STATED EXERCISE: Pick out each line in the rows below that contains the word "black" and copy those lines.

=== RECORDS FOR THIS TASK ===

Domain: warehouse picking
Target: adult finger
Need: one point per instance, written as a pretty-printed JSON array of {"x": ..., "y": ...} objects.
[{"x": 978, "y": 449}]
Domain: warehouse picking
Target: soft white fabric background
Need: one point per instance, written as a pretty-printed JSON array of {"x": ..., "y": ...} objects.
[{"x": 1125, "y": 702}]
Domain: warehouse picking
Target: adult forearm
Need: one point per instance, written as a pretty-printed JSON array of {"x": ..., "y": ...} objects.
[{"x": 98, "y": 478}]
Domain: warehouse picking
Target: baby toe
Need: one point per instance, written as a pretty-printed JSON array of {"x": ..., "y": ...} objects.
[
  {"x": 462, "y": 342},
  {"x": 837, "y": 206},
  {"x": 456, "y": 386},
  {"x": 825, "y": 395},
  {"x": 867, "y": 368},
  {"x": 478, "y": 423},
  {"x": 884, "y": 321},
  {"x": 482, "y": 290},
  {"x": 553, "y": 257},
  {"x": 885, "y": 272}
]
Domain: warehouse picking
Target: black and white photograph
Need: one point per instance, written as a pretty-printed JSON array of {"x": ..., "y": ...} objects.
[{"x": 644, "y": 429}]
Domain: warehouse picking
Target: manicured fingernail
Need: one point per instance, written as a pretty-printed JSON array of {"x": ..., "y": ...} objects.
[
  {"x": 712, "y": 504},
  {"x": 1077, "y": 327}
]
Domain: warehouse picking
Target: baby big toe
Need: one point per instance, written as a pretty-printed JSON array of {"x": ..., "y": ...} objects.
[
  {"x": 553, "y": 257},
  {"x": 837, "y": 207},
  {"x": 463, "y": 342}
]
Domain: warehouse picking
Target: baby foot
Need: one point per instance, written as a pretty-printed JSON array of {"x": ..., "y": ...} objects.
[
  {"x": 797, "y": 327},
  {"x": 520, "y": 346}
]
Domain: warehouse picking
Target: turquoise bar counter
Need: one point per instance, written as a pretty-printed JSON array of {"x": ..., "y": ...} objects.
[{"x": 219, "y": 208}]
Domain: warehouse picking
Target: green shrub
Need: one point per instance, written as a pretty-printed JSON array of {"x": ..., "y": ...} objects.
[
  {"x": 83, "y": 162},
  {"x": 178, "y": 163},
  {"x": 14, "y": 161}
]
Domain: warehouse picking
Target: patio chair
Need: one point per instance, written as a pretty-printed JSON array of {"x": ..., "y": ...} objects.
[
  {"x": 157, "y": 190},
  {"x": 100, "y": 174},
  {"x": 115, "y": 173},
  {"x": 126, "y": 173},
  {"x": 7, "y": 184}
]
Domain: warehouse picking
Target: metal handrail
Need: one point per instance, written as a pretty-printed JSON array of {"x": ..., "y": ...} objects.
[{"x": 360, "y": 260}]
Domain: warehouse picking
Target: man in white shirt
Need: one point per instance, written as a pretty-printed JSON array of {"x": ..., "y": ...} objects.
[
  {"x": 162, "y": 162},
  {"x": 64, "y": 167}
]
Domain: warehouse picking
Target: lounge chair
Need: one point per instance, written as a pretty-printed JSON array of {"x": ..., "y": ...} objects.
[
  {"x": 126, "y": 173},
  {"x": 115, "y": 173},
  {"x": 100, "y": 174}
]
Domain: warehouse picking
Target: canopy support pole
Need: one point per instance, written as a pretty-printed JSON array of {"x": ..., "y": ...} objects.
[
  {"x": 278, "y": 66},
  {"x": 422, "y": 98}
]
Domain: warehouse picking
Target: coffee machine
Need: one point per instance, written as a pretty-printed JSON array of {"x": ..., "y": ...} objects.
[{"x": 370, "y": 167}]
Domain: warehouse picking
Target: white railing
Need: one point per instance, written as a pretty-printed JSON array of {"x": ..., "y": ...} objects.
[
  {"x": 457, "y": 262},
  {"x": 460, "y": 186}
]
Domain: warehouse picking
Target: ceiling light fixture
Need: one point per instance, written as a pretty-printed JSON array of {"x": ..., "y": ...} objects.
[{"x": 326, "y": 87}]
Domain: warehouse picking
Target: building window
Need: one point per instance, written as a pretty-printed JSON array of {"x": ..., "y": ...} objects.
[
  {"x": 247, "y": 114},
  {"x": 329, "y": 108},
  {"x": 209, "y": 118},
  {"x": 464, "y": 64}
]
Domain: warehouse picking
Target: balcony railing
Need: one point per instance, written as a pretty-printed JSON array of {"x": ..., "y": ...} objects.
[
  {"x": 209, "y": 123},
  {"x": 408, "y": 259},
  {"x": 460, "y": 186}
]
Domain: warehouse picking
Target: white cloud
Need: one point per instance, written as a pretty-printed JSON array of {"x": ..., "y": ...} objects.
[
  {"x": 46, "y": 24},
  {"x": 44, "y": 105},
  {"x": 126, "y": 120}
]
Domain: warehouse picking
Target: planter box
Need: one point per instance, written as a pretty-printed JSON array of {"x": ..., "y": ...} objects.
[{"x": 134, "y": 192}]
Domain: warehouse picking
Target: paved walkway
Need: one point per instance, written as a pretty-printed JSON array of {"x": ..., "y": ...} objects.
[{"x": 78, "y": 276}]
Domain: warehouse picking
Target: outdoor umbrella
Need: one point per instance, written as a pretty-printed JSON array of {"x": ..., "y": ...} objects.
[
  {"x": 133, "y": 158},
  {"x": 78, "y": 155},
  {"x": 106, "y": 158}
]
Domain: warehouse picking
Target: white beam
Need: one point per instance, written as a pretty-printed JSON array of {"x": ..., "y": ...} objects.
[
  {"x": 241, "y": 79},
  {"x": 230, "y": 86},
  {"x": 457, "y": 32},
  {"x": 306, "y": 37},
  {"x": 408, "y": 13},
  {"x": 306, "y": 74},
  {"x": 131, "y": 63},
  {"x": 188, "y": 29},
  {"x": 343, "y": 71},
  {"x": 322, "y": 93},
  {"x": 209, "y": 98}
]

===
=== RECORDS FOR THIS TASK ===

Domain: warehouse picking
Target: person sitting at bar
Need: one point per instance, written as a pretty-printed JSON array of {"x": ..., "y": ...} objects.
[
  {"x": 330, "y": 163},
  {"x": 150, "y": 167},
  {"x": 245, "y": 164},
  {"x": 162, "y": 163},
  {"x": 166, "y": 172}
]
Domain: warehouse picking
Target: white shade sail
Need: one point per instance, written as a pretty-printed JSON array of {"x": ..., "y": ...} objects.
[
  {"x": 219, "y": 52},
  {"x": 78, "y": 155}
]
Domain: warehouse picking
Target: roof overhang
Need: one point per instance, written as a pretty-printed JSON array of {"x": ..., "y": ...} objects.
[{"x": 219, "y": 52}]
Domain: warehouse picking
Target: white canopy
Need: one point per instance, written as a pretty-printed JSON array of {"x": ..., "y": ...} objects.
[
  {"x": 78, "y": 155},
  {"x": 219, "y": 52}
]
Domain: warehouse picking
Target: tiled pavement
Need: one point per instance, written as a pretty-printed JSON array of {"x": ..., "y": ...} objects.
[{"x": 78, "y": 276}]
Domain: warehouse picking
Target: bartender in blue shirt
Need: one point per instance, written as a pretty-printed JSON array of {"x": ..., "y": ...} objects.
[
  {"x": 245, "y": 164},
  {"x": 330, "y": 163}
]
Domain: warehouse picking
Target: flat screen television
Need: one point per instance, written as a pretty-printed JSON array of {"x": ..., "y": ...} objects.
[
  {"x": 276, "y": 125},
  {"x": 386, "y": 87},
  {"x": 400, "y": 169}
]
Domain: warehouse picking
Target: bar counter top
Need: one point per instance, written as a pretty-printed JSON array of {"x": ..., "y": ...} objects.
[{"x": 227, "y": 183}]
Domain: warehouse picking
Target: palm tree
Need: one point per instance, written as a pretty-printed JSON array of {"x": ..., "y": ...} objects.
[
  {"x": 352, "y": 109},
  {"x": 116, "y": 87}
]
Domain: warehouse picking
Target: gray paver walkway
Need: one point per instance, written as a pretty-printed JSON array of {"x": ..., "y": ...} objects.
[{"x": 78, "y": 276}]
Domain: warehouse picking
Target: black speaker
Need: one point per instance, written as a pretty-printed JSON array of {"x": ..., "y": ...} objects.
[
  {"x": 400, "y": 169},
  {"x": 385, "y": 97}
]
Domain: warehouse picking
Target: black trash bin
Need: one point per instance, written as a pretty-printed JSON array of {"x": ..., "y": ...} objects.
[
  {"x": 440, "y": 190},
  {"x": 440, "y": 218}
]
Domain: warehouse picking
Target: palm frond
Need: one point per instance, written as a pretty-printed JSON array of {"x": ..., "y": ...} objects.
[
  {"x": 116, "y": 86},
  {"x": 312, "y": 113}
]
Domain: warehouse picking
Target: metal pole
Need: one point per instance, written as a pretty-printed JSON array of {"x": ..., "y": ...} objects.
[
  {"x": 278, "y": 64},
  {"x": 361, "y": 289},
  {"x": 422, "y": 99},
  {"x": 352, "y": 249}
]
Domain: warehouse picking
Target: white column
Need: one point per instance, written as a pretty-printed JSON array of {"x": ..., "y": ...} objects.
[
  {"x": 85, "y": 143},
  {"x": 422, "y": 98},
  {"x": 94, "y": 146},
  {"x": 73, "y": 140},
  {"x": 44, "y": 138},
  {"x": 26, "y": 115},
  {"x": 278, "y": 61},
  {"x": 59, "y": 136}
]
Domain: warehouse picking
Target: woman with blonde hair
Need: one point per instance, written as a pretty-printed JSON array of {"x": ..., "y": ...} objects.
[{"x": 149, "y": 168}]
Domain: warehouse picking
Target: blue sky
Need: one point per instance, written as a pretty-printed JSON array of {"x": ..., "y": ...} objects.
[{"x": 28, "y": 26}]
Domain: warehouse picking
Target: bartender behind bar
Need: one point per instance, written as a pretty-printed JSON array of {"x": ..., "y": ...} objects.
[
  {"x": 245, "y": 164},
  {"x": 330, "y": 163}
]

===

TASK SOLUTION:
Target: black and white photograph
Target: black speaker
Target: black trash bin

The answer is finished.